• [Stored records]
>>
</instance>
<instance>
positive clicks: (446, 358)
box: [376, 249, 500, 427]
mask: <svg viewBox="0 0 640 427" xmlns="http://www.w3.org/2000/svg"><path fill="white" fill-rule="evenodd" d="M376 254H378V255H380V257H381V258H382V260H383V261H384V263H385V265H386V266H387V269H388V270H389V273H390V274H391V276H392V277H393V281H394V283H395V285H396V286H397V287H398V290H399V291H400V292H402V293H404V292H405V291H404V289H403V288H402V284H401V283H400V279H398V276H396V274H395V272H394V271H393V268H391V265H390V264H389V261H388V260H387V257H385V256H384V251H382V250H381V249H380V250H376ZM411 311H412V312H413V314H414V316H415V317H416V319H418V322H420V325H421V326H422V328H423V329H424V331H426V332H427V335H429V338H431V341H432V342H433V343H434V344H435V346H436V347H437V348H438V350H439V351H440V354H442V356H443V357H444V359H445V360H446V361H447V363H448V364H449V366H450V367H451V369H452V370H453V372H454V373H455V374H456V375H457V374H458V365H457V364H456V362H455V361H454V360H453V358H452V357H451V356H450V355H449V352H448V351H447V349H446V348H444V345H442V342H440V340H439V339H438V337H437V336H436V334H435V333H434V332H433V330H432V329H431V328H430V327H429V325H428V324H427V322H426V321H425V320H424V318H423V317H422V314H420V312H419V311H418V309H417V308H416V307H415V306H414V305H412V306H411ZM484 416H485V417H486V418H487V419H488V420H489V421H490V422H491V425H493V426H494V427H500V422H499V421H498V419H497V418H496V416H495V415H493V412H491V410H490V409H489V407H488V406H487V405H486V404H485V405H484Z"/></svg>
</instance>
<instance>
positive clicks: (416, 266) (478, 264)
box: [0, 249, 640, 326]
<<
• [What is being asked] Filter the records for the word "positive" and show every line that has it.

• [Your solution]
positive clicks: (446, 358)
positive clicks: (416, 266) (478, 264)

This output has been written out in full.